* Exercise objective
Pick out every line of the material below that contains the string "building", and copy each one.

[Some records]
(begin)

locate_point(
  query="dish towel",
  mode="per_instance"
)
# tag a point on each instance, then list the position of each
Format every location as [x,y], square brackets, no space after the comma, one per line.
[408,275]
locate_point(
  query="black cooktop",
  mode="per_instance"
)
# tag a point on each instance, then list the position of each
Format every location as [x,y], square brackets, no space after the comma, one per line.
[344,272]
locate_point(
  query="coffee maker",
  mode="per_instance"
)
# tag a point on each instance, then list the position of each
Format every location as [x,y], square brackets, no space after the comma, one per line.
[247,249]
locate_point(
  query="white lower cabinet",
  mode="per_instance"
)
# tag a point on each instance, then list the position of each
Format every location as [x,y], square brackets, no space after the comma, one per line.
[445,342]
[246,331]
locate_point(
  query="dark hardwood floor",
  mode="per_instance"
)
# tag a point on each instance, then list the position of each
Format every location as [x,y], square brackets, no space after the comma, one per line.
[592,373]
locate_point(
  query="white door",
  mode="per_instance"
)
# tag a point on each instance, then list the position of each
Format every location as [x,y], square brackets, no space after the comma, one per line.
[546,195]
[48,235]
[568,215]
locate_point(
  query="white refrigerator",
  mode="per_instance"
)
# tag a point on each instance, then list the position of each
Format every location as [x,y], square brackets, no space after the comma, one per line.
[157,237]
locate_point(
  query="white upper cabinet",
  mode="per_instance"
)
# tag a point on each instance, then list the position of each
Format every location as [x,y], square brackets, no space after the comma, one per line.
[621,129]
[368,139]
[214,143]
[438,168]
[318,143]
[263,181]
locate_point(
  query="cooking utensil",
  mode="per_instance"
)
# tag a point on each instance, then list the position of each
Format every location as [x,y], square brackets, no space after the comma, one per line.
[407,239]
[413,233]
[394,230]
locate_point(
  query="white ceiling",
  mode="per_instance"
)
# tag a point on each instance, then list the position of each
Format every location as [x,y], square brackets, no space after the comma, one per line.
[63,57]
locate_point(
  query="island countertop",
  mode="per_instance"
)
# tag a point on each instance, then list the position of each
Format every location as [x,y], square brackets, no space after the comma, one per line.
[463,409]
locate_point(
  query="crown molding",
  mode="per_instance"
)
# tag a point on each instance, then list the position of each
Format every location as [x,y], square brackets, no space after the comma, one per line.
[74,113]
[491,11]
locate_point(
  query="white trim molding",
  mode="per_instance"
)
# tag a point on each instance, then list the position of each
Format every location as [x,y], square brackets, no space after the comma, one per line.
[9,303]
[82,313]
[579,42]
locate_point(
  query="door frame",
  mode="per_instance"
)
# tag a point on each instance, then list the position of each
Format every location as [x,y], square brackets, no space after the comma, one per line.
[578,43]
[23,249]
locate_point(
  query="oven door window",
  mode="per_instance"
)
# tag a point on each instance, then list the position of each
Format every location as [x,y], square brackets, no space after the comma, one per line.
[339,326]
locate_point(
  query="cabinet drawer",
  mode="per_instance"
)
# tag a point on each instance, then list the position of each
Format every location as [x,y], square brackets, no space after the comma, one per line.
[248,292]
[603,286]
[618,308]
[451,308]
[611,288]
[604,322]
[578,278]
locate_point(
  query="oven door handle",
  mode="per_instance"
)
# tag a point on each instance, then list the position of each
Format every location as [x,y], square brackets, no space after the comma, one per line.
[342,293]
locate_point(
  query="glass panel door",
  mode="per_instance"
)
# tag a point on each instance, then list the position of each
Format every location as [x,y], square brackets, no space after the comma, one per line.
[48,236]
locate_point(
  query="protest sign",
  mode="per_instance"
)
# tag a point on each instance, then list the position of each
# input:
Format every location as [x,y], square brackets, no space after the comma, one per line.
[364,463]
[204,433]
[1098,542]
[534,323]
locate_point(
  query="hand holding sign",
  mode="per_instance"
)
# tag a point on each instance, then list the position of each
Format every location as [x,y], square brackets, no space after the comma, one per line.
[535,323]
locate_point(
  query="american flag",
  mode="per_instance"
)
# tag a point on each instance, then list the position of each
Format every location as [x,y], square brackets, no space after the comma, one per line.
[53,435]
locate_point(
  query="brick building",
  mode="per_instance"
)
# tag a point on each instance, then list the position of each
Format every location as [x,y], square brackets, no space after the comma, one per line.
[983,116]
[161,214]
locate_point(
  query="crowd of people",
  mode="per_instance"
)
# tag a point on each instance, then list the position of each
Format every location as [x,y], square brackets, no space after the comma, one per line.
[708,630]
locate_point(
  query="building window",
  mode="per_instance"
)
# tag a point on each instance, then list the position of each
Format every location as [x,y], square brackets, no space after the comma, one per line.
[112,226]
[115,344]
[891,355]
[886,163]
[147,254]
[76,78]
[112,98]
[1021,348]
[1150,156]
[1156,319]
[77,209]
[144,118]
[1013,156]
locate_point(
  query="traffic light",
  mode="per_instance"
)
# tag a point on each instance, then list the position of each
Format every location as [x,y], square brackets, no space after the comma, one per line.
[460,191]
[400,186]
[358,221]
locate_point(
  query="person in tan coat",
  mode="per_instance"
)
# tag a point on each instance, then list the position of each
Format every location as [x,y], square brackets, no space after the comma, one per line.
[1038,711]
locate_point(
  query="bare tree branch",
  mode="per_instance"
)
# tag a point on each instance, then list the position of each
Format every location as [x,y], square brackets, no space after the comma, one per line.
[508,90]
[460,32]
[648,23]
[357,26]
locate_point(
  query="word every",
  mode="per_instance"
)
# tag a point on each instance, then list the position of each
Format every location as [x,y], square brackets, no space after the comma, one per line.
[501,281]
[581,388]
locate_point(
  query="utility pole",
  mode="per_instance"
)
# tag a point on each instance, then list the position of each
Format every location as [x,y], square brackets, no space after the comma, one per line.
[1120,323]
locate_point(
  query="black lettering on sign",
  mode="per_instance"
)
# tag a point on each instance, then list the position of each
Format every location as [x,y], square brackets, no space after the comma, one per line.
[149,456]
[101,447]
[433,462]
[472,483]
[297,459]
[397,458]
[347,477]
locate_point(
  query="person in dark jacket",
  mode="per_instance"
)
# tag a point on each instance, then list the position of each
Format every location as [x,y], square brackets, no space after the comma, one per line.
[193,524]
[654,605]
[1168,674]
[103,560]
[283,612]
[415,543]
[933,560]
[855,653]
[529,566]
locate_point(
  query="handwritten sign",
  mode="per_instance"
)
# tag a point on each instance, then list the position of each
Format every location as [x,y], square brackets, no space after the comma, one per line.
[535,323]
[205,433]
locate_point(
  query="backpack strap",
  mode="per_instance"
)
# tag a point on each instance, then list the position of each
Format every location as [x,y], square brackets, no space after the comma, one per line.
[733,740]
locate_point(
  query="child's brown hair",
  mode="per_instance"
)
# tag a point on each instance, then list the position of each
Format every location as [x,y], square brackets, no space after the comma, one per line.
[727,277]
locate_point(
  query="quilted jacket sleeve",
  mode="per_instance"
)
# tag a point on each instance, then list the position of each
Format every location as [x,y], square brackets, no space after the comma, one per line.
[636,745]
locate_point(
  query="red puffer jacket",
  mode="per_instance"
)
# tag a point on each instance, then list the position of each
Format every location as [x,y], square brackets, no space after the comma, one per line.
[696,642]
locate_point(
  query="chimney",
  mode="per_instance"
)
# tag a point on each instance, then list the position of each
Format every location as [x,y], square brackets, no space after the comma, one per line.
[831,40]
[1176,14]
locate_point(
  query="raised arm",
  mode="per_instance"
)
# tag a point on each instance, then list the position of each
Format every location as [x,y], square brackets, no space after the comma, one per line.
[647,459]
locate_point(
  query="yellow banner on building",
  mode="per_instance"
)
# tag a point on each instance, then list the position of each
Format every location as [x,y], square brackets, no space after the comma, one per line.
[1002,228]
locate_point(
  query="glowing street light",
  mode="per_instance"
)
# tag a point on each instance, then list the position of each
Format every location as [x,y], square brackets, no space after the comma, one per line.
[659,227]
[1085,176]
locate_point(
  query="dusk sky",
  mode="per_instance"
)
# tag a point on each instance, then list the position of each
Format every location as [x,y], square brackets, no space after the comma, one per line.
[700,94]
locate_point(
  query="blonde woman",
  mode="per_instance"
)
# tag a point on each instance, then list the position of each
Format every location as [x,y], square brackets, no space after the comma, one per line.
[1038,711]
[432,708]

(end)

* Output of the exercise
  query="brick building",
  query="building window",
  query="yellow banner on building",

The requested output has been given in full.